Esmeralda arrived in Dalston some time around noon and we set off pretty quickly to do some exploring.

Quick visit to the Eastern Curve Garden - Esmeralda was impressed
Quick visit to the Eastern Curve Garden – Esmeralda was impressed

No surprise that I followed my usual route. We made a quick stop at Shoreditch Church, then a peek into Leila’s, Arnold Circus and the glorious buildings on Boundary Estate.

Hard at work inside Leilla's
Hard at work inside Leilla’s
Lovely piece from Shok-1 near Redchurch Street
Lovely piece from Shok-1 near Redchurch Street

Not many photos of that area today – I was feeling better but tiring quickly. Redchurch Street looked good, Boxpark was doing its retail thing, and on down to Brick Lane, watch some salt beef beigel action and a beeline to Meraz.

I ordered what I always do – no objections from Esmeralda. What is it? The tarka dhal (I really like their version), the sag aloo (not too spicy today), tandoori lamb chops sizzling wonderfully, and Es was brave enough to ask if they’d make a small portion of chicken korma – Of course! So delicious after a week or two of rather bland food. Esmeralda was pretty happy. What was really cool was the owner, Sami, arriving and coming over to shake my hand and say he hadn’t seen me for a long time. Oh, the groupie in me!

'The usual' at Meraz
‘The usual’ at Meraz
A piece by Fanakapan on Hanbury Street
A piece by Fanakapan on Hanbury Street

Embarrassing how I love this sort of encounter and I had one more to come.

I’m a huge fan of graffiti artist, Fanakapan. His art is so well executed – the 3D images he produces are spectacular. The first one I ever saw, in Star Yard, I honestly thought was a metallic helium balloon stuck on the wall! It was totally 2D but you’d never have guessed it. When we got into Star Yard, the first thing I saw was a hideous metal shed now built into one corner! The yard will never be the same! What’s it there for? There was an artist up a ladder working on the large wall at the entry. It was difficult to make out what he was doing but then a graffiti tour guide wandered by and mentioned the word Fanakapan. When he left, I asked the man on the ladder ‘Are you Fanakapan?’ He said he was and I managed to say that I was a huge fan of his work and delighted to meet him. He came down the ladder, asking my name and shook my hand. I had seen him before but never this close up. The piece he was working on wasn’t obviously his work and wasn’t finished. We moved on.
◇ ◇ ◇ ◇ ◇ ◇ ◇
[SHORT PROBLEM 1] In the Dalston walk account, what is the name of the Meraz owner who came over to shake the writer's hand?
[SHORT PROBLEM 2] Using the Dalston walk account, explain in one to three sentences how the writer came to mistake the first Fanakapan piece seen in Star Yard for a metallic helium balloon stuck on the wall.
[SHORT PROBLEM 3] Duplicate the part of the Dalston walk account that opens with the words containing "Hard at work inside Leilla's" and closes with "beeline to Meraz.".
◇ ◇ ◇ ◇ ◇ ◇ ◇
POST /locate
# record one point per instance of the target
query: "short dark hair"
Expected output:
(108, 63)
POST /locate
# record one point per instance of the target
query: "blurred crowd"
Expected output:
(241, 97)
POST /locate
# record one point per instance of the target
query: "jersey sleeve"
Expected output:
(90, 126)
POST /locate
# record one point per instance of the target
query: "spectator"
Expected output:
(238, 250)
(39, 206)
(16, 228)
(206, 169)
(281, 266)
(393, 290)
◇ ◇ ◇ ◇ ◇ ◇ ◇
[CORRECT RESPONSE 1] Sami

[CORRECT RESPONSE 2] Fanakapan's work is so well executed that his 3D images look spectacular. The piece was completely 2D, but you would never have guessed it, so it looked like a real balloon.

[CORRECT RESPONSE 3]
Hard at work inside Leilla's
Hard at work inside Leilla’s
Lovely piece from Shok-1 near Redchurch Street
Lovely piece from Shok-1 near Redchurch Street

Not many photos of that area today – I was feeling better but tiring quickly. Redchurch Street looked good, Boxpark was doing its retail thing, and on down to Brick Lane, watch some salt beef beigel action and a beeline to Meraz.